### [EXERCISE A]
Rewrite the forum thread on TiVo tuners, starting with "## hunter69 (Feb" and going on through "(Jan 31, 2002)", with "Bolt" replaced by "Edge".

# How many tuners are needed?



## hunter69 (Feb 9, 2002)

I have been using TIVOs for quite a while and when I first had two tuners it was truly a great thing. On my Premiere I have two and will be adjusting to having four on the Bolt. 

My question is how many tuners are really needed? At this time I do not see how I will ever use the 4 tuners I have, but I see people wanting 6 or 12 tuners. Am I using my TIVO wrong that four looks to be plenty?


----------



## aaronwt (Jan 31, 2002)

hunter69 said:


> I have been using TIVOs for quite a while and when I first had two tuners it was truly a great thing. On my Premiere I have two and will be adjusting to having four on the Bolt.
> 
> My question is how many tuners are really needed? At this time I do not see how I will ever use the 4 tuners I have, but I see people wanting 6 or 12 tuners. Am I using my TIVO wrong that four looks to be plenty?


Depends on the person. This time of year i have four or five conflicts every week with my six tuner Roamio Pro. But those shows are just get recorded from later airings. So six tuners is basically the minimum I need.


----------



## waynomo (Nov 9, 2002)

### [EXERCISE B]
Put the records, starting with the line with "find the white sneaker in the photo above" and going on through the last line of the records, both included, into a JSON list of strings with one string per line, leaving out blank lines and giving nothing else.

Location identification items
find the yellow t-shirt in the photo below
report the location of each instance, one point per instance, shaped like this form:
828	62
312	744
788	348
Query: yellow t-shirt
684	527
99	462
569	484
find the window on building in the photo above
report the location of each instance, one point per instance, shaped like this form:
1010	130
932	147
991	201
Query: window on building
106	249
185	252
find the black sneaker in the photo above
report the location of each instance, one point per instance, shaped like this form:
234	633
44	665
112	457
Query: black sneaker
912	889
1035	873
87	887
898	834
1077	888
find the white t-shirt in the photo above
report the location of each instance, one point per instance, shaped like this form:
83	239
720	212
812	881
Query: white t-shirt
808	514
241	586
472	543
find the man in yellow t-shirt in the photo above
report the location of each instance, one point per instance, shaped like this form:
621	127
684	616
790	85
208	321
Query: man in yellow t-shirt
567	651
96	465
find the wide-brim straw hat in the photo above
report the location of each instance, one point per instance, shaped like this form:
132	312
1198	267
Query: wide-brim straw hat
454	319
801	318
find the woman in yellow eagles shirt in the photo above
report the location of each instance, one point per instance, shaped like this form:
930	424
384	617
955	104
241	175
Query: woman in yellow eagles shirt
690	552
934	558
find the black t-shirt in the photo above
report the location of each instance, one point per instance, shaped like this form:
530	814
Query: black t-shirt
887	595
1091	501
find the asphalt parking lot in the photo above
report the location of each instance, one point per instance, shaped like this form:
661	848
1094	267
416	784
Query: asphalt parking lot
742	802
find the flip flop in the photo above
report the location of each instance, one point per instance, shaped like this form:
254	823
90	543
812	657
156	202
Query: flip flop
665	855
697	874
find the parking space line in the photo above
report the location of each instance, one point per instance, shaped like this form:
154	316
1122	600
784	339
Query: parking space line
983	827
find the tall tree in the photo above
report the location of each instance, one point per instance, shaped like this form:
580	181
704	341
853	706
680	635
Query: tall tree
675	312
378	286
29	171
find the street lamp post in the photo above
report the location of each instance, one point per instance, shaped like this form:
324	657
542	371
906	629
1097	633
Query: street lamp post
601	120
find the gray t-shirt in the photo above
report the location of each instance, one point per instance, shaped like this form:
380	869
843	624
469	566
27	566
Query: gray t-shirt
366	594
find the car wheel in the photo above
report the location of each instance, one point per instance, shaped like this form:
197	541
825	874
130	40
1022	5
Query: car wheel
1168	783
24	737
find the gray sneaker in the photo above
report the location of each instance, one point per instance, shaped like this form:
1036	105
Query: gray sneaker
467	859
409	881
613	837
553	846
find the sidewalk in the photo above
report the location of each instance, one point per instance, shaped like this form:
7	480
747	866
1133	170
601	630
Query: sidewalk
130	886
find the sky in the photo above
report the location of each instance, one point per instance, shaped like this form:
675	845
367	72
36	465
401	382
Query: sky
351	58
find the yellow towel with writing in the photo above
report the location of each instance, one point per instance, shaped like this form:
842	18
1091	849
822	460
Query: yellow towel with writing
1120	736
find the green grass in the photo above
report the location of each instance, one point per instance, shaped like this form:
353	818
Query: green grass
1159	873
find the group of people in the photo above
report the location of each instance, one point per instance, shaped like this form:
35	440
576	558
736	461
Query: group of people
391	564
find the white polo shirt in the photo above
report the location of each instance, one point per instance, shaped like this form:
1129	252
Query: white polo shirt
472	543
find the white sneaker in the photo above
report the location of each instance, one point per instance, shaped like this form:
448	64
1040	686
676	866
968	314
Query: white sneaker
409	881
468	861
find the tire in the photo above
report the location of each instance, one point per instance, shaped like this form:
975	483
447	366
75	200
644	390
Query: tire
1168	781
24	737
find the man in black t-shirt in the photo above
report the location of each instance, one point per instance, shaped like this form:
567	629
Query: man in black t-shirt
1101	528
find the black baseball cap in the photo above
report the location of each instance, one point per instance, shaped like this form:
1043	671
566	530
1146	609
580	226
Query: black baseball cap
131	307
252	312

### [CORRECT RESPONSE A]
## hunter69 (Feb 9, 2002)

I have been using TIVOs for quite a while and when I first had two tuners it was truly a great thing. On my Premiere I have two and will be adjusting to having four on the Edge. 

My question is how many tuners are really needed? At this time I do not see how I will ever use the 4 tuners I have, but I see people wanting 6 or 12 tuners. Am I using my TIVO wrong that four looks to be plenty?


----------



## aaronwt (Jan 31, 2002)

### [CORRECT RESPONSE B]
[
  "find the white sneaker in the photo above",
  "report the location of each instance, one point per instance, shaped like this form:",
  "448\t64",
  "1040\t686",
  "676\t866",
  "968\t314",
  "Query: white sneaker",
  "409\t881",
  "468\t861",
  "find the tire in the photo above",
  "report the location of each instance, one point per instance, shaped like this form:",
  "975\t483",
  "447\t366",
  "75\t200",
  "644\t390",
  "Query: tire",
  "1168\t781",
  "24\t737",
  "find the man in black t-shirt in the photo above",
  "report the location of each instance, one point per instance, shaped like this form:",
  "567\t629",
  "Query: man in black t-shirt",
  "1101\t528",
  "find the black baseball cap in the photo above",
  "report the location of each instance, one point per instance, shaped like this form:",
  "1043\t671",
  "566\t530",
  "1146\t609",
  "580\t226",
  "Query: black baseball cap",
  "131\t307",
  "252\t312"
]